What to work on: Copy out the records word for word, starting at the line that contains "Target: rocky ground" and ending with the last line of the records. Include both the starting line and the final line.

Data for processing:
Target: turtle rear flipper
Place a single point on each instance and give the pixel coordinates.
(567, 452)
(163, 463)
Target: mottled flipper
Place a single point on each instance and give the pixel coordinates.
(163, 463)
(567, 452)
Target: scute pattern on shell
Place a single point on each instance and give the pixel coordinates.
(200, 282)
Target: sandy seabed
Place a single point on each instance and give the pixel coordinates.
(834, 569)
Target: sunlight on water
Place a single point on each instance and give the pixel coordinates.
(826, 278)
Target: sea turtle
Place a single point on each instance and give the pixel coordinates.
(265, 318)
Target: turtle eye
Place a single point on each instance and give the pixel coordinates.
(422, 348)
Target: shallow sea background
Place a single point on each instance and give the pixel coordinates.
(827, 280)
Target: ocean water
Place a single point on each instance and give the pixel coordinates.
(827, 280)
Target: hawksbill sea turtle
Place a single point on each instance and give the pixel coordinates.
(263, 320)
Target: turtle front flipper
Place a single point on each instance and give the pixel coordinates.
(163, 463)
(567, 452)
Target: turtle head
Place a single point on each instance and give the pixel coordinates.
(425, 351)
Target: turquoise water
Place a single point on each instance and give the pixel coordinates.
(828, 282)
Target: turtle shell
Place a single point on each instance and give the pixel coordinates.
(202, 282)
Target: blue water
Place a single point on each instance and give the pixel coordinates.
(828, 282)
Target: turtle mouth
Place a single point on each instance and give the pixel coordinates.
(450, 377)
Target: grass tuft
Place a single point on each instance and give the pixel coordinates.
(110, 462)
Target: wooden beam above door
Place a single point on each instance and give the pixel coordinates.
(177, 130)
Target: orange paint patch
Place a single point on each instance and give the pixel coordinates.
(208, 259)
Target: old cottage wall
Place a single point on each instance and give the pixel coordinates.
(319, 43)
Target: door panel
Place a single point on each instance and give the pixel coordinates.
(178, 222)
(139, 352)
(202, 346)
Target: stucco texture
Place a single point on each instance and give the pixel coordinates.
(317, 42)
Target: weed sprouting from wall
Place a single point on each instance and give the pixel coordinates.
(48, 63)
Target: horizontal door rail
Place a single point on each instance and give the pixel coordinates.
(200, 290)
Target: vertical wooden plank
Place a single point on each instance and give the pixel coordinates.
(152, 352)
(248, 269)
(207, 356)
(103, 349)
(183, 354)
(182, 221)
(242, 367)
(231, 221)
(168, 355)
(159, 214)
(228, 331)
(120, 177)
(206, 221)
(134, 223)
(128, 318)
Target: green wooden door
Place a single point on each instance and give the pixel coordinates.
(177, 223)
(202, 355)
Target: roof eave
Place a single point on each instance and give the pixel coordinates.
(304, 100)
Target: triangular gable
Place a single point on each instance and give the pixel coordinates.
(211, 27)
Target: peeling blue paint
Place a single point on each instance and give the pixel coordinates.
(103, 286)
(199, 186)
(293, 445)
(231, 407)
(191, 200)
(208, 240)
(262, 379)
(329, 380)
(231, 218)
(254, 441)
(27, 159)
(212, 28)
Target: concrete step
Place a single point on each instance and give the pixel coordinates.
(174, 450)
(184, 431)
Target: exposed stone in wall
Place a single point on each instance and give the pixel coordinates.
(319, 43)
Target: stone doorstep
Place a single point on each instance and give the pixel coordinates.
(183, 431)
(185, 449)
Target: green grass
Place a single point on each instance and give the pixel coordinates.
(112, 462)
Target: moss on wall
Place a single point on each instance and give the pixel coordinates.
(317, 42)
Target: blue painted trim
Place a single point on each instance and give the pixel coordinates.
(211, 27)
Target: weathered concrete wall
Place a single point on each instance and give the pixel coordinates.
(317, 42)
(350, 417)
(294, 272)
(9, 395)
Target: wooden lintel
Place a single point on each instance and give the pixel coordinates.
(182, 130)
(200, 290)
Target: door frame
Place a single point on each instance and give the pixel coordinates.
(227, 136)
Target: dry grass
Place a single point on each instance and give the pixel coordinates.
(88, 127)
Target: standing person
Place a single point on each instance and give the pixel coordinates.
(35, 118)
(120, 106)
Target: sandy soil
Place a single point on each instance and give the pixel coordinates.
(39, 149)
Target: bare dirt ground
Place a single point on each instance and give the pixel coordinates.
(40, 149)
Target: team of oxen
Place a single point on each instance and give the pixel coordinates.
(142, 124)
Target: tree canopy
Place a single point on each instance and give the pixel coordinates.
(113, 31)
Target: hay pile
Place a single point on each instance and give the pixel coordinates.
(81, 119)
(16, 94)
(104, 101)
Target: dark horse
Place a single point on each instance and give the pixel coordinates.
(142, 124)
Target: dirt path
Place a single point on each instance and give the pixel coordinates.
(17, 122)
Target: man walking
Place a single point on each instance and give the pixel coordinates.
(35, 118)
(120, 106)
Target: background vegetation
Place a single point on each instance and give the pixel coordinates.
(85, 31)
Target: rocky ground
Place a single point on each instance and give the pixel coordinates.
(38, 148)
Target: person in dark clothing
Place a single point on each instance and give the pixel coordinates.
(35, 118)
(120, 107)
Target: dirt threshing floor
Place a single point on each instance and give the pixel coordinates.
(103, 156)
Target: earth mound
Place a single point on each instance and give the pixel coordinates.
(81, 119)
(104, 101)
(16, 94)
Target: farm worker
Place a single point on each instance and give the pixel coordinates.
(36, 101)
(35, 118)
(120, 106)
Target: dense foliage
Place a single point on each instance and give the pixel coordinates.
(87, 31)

Written answer:
Target: rocky ground
Place a single point on each instance and give the pixel coordinates.
(38, 148)
Target: person in dark clothing
Place a single point on each instance and give the pixel coordinates.
(35, 118)
(120, 107)
Target: dirt threshing floor
Place a single point on each instance and give the pixel coordinates.
(103, 156)
Target: earth mound
Place a single point on each instance and give the pixel coordinates.
(81, 119)
(104, 101)
(16, 94)
Target: farm worker
Place a single point on each instance and give the pixel coordinates.
(36, 101)
(35, 118)
(120, 106)
Target: dense foliage
Place a single point on each instance and give the pixel coordinates.
(87, 31)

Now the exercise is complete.